++++ THE INPUT

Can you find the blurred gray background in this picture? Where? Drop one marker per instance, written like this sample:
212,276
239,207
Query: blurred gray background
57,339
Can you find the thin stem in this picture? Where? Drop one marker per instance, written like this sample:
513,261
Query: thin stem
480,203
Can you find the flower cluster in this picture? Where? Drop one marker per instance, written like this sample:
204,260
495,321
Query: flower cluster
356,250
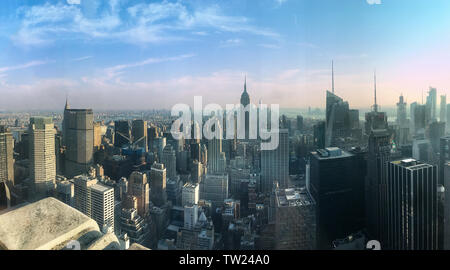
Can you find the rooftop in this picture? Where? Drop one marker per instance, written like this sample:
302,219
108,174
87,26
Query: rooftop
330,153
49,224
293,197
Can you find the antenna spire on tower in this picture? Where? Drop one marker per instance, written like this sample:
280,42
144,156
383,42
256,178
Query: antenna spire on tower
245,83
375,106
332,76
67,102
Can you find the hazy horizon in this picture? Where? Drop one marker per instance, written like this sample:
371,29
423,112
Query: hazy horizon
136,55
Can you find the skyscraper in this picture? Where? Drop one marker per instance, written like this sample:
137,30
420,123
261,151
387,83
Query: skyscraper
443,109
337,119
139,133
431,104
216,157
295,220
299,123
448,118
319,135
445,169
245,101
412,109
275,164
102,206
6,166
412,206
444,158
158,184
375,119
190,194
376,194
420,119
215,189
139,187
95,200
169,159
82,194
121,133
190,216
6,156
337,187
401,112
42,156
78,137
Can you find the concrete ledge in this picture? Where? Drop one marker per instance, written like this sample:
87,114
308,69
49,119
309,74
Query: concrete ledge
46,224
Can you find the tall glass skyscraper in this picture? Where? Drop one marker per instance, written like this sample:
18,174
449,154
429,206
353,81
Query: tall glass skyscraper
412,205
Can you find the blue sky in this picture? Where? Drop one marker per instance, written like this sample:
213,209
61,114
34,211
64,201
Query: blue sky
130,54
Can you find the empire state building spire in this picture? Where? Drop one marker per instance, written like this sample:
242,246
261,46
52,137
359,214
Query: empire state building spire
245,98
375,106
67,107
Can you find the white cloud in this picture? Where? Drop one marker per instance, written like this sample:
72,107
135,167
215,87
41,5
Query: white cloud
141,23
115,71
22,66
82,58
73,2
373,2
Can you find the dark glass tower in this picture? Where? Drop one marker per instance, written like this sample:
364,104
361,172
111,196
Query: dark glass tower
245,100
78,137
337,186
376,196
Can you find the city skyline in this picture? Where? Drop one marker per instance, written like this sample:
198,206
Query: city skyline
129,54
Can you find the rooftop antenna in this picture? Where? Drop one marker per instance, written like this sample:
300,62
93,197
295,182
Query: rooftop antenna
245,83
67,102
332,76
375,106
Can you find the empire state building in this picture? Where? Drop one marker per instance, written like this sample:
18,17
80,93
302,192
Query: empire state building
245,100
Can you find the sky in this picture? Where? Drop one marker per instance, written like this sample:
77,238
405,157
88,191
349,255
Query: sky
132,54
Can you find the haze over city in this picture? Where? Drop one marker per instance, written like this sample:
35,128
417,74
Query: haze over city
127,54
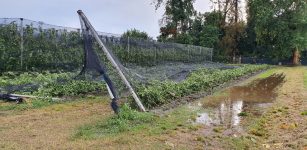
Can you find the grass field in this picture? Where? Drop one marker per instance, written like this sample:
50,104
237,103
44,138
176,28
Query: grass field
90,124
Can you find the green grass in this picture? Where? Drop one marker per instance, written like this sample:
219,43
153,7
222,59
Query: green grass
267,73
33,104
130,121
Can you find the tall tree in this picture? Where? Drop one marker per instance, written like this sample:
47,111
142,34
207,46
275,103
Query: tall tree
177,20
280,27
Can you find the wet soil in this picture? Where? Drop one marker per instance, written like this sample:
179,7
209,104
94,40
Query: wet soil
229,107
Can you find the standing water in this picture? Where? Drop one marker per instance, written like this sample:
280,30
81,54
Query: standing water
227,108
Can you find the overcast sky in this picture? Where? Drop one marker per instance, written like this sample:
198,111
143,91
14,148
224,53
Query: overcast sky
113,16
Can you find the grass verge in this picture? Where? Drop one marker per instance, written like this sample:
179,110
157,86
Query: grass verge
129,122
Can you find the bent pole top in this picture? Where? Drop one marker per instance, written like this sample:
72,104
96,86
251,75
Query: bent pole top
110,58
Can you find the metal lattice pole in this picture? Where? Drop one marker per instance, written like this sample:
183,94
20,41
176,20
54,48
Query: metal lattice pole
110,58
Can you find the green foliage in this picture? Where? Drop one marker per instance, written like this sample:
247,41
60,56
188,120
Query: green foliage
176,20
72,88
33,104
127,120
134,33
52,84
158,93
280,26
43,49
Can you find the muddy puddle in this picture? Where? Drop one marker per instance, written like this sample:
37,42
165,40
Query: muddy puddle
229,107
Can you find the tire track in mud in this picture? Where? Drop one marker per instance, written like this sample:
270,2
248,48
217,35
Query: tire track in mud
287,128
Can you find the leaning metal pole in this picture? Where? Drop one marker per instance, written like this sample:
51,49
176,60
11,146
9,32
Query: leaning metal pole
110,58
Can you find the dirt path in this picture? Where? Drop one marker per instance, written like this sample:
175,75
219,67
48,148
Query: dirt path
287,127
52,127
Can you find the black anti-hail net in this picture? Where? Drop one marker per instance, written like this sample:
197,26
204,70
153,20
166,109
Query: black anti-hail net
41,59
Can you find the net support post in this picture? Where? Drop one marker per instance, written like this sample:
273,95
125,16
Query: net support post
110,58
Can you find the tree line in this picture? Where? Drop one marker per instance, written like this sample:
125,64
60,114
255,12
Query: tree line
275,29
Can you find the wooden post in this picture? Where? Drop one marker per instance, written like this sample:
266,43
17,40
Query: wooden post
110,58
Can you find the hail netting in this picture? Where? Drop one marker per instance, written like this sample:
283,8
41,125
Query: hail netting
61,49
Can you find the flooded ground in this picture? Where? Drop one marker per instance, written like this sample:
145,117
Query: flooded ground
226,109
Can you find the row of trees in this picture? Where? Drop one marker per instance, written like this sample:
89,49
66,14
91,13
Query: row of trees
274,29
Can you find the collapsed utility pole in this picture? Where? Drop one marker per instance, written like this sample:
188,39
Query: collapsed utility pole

++++++++

All of the material above needs to be restated exactly, with no pictures.

### RESULT BELOW
Can you find the blurred gray background in this picture? Where? Drop one marker per instance, written like this sample:
212,276
239,207
Query: blurred gray background
57,339
Can you find the thin stem in this picture? Where? Drop one marker per instance, written like this sample:
513,261
Query: thin stem
480,203
Can you find the flower cluster in this picture? Where? Drop one marker per instance, written like this sample:
204,260
495,321
Query: flower cluster
356,250
Can you find the rooftop in this picture? Where? Drop one marker per instance, written like this sample:
302,219
108,174
87,26
Query: rooftop
330,153
49,224
293,197
Can you find the antenna spire on tower in this picture? Where? Drop one marker per instance, written like this sample:
280,42
144,156
383,42
256,178
Query: antenna spire on tower
245,83
375,106
332,76
67,102
Can you find the hazy horizon in this picture? Where? Drop one marker per instance, written like this sample:
371,29
423,112
Query: hazy horizon
136,55
Can you find the skyscraper in this picture? Where? Drop one marker per instance, written like this sample:
137,30
420,123
261,151
387,83
Query: skyscraper
443,109
337,119
139,133
431,104
216,157
295,220
299,123
448,118
319,135
445,169
245,101
412,109
275,164
102,206
6,166
412,206
444,158
158,184
375,119
190,194
376,194
420,119
215,189
139,187
95,200
169,159
82,194
121,133
190,216
6,156
337,187
401,112
42,156
78,137
Can you find the concrete ledge in this picture? Where? Drop one marker per instance, written like this sample:
87,114
308,69
49,119
309,74
Query: concrete ledge
46,224
Can you find the tall glass skyscraper in this picture? Where? Drop one marker per instance, written like this sample:
18,174
449,154
429,206
353,81
Query: tall glass skyscraper
412,205
Can you find the blue sky in this picture? Where? Drop one marker per instance, written like this sample:
213,209
61,114
34,211
64,201
Query: blue sky
130,54
Can you find the empire state building spire in this picture? Where? Drop one marker per instance, written like this sample:
242,246
261,46
52,137
359,214
Query: empire state building spire
245,98
375,106
67,107
Can you find the white cloud in this picture? Where? Drop one marker per instance, written like this sample:
72,107
135,167
215,87
41,5
Query: white cloud
141,23
115,71
22,66
82,58
73,2
373,2
Can you find the dark glass tower in this picture? Where? Drop one marker per instance, written like this sample:
364,104
361,172
111,196
Query: dark glass tower
245,100
78,137
337,186
376,196
Can you find the city skyline in this picture? Where? Drop one marker per instance, written like this sample:
198,206
Query: city skyline
129,54
Can you find the rooftop antenna in this picture? Where? Drop one marker per instance, written like this sample:
300,62
93,197
295,182
Query: rooftop antenna
245,83
67,102
332,76
375,106
Can you find the empire state building in this picture? Where? Drop one marker per instance, written like this sample:
18,17
80,93
302,192
Query: empire state building
245,100
Can you find the sky in this picture? Where? Drop one marker per instance, written like this sample:
77,238
405,157
88,191
349,255
Query: sky
132,54
Can you find the haze over city in this picture? Where? Drop one marker per instance, written like this sample:
35,128
417,74
Query: haze over city
127,54
Can you find the grass field in this picture? Where? Drop one marker per instance, written like this sample:
50,104
237,103
44,138
176,28
Query: grass field
90,124
Can you find the green grass in this picture? Where? Drop one marker per instance, written like this sample:
219,43
153,7
222,59
Query: green grass
267,73
33,104
130,121
Can you find the tall tree in this picture? Where? Drop one marker per instance, written like this sample:
47,111
142,34
207,46
275,103
Query: tall tree
177,20
280,27
Can you find the wet soil in this picture? Where? Drop one marker per instance, written like this sample:
179,7
209,104
94,40
Query: wet soil
229,107
Can you find the standing water in this picture? Where? Drop one marker per instance, written like this sample:
280,30
81,54
Query: standing water
227,108
Can you find the overcast sky in this picture? Where? Drop one marker per instance, written like this sample:
198,111
143,91
14,148
224,53
Query: overcast sky
113,16
Can you find the grass verge in this picture? Where? Drop one marker per instance, written like this sample:
179,110
157,86
Query: grass verge
129,122
Can you find the bent pole top in this picture? Where? Drop one marker per instance, written like this sample:
72,104
96,86
251,75
Query: bent pole top
110,58
Can you find the metal lattice pole in this picture? Where? Drop one marker per instance, written like this sample:
183,94
20,41
176,20
54,48
Query: metal lattice pole
110,58
Can you find the green foliage in this picture? Where? Drop one marker per instance, written like this sample:
247,41
60,56
188,120
Query: green foliage
176,20
72,88
33,104
127,120
134,33
52,84
158,93
280,26
43,49
Can you find the muddy puddle in this picture? Where? Drop one marker per instance, written like this sample:
37,42
165,40
Query: muddy puddle
229,107
Can you find the tire track in mud in this picture? Where? Drop one marker per instance, written like this sample:
270,2
248,48
217,35
Query: tire track in mud
287,128
Can you find the leaning metal pole in this picture? Where? Drop one marker per instance, written like this sample:
51,49
176,60
11,146
9,32
Query: leaning metal pole
110,58
Can you find the dirt path in this picture? Where? Drop one marker per instance, written like this sample:
175,75
219,67
48,148
Query: dirt path
287,127
52,127
Can you find the black anti-hail net in this picture? Where? Drop one marker per instance, written like this sample:
197,26
204,70
153,20
166,109
Query: black anti-hail net
41,59
Can you find the net support post in this picture? Where? Drop one marker per instance, written like this sample:
273,95
125,16
Query: net support post
110,58
Can you find the tree line in this picture? Where? Drop one marker per instance, written like this sample:
125,64
60,114
255,12
Query: tree line
275,29
Can you find the wooden post in this picture? Where? Drop one marker per instance, written like this sample:
266,43
17,40
Query: wooden post
110,58
Can you find the hail netting in this picture? Where? Drop one marker per instance, written like this sample:
283,8
41,125
Query: hail netting
61,49
Can you find the flooded ground in this picture? Where? Drop one marker per instance, written like this sample:
145,117
Query: flooded ground
226,109
Can you find the row of trees in this picture? Where? Drop one marker per instance, written like this sample:
89,49
66,14
91,13
Query: row of trees
274,29
Can you find the collapsed utility pole in this picture? Where? Drop one marker per instance, written like this sample:
188,39
Query: collapsed utility pole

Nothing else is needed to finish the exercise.